[Excerpts from a dataset]
====

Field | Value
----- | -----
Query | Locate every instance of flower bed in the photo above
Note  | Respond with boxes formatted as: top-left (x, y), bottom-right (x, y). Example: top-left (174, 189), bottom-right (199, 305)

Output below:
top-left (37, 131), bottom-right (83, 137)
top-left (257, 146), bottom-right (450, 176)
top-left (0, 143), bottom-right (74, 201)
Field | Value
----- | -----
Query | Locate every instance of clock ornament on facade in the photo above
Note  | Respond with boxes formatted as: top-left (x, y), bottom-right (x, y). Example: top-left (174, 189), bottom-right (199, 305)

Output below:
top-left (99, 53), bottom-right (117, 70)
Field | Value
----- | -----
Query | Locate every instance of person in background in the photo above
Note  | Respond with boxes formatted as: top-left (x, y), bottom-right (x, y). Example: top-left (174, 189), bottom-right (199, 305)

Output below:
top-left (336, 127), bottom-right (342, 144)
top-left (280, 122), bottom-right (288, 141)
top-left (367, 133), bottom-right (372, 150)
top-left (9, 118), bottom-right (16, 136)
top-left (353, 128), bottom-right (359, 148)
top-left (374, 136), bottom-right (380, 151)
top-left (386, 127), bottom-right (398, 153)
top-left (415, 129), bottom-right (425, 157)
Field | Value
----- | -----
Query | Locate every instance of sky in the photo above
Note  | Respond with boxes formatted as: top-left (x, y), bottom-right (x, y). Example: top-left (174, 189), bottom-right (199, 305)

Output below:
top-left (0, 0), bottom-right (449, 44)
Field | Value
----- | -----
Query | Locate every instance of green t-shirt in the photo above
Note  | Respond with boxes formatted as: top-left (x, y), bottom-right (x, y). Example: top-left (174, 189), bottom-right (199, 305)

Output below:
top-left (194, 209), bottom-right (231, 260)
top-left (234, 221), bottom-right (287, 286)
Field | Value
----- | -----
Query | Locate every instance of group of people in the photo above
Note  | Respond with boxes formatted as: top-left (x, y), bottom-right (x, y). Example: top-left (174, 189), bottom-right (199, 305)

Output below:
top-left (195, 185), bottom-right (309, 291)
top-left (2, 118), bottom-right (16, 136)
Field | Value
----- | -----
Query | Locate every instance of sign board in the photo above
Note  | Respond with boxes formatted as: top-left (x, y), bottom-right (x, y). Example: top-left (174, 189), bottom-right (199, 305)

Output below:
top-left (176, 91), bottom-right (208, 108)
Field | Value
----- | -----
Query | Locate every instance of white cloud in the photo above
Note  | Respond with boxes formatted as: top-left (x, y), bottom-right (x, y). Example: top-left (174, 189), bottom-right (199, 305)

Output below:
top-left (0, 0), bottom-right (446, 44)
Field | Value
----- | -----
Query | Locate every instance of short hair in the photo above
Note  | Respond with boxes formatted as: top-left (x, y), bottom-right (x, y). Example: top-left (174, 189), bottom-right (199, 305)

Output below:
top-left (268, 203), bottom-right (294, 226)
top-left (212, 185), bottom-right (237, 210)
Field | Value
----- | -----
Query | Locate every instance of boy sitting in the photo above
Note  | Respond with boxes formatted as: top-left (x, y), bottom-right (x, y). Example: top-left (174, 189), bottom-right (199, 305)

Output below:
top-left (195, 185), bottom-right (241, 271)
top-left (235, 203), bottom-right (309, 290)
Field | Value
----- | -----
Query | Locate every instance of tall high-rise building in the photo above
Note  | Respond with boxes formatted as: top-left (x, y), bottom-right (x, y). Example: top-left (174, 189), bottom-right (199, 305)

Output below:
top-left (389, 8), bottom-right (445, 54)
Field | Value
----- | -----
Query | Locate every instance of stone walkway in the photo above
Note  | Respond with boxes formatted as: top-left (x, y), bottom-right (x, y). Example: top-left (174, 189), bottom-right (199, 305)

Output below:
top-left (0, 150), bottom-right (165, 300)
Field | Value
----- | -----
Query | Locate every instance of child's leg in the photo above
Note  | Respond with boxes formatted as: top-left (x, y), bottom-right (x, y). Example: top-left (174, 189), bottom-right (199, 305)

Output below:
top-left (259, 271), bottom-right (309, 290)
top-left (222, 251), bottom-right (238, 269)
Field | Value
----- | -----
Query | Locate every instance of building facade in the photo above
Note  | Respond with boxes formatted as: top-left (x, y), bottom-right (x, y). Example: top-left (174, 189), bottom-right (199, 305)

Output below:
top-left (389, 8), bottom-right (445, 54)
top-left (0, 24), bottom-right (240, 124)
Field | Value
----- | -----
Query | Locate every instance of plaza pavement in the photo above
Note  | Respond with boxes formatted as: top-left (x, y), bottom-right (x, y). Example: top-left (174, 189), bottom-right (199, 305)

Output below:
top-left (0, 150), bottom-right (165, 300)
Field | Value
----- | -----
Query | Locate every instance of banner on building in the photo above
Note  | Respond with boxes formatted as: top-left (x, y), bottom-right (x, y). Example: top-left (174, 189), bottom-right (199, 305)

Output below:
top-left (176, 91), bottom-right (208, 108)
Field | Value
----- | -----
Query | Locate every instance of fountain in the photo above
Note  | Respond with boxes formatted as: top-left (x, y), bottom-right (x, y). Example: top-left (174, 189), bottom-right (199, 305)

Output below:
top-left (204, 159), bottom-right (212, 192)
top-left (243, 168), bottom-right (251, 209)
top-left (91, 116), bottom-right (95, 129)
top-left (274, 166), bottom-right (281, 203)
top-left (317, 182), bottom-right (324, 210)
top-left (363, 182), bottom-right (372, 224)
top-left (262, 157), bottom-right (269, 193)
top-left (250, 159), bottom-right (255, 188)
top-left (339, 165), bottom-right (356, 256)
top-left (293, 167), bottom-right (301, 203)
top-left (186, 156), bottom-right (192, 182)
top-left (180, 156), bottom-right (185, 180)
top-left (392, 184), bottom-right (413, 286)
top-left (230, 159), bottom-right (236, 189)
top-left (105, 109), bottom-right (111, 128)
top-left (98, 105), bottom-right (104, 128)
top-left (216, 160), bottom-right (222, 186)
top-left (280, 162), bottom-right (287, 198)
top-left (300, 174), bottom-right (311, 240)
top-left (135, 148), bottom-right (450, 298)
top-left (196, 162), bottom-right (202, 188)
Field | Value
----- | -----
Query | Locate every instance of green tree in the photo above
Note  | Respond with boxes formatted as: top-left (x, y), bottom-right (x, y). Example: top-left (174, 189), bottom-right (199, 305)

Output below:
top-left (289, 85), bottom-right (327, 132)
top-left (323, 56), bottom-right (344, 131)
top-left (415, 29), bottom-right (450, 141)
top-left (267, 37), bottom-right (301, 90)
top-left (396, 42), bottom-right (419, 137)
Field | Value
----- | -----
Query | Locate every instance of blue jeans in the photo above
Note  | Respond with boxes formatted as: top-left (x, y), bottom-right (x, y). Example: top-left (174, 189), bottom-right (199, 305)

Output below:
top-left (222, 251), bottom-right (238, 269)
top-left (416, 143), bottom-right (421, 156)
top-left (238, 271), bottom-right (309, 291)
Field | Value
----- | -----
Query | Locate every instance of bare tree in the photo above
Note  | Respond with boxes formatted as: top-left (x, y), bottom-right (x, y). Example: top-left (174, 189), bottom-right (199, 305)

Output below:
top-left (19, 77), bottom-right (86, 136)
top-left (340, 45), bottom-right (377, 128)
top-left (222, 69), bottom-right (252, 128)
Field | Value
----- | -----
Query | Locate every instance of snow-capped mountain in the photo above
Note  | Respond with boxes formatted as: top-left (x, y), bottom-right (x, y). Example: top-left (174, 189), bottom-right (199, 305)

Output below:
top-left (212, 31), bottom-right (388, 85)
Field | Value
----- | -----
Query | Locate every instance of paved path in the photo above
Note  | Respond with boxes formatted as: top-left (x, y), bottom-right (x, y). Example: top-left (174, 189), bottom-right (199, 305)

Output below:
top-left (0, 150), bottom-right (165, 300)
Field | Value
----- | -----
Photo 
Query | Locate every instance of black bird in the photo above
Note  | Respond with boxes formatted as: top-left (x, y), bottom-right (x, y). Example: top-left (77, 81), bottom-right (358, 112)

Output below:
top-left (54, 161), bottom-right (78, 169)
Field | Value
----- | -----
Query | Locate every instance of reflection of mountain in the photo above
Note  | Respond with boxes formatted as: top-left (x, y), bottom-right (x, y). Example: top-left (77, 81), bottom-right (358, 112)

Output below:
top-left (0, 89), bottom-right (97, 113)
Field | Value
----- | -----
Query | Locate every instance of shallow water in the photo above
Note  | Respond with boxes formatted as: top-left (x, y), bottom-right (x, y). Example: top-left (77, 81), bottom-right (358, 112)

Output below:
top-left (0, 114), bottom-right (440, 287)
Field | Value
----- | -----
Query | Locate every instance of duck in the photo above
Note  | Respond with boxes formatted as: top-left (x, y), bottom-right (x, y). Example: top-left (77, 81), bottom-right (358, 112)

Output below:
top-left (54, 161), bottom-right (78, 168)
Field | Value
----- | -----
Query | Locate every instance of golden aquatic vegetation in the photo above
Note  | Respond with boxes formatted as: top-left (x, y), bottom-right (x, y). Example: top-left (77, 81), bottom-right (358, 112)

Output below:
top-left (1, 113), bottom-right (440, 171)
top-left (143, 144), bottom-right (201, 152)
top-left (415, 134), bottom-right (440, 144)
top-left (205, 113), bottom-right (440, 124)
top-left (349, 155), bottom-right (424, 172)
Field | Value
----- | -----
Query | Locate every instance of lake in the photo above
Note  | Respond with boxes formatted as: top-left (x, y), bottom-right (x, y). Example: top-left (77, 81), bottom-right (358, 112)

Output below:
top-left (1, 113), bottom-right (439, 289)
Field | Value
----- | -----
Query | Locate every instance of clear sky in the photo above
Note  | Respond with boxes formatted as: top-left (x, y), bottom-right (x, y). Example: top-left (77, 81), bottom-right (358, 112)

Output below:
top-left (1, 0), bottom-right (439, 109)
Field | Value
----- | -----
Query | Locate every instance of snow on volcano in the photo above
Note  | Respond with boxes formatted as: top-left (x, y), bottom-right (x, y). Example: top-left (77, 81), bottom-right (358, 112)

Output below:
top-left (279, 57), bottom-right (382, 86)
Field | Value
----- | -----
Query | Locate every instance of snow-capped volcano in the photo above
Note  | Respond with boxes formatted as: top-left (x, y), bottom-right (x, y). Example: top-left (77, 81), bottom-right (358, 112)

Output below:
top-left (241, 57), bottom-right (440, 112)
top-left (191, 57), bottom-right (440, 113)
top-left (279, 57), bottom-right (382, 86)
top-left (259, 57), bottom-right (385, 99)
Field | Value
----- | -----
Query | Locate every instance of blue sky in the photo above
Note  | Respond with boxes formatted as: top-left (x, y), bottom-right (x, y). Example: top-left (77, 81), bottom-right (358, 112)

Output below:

====

» **ASSIGNMENT**
Examine the records above and give the number of lines in which the string "capped" appears, with no other words.

» **WORKED SOLUTION**
2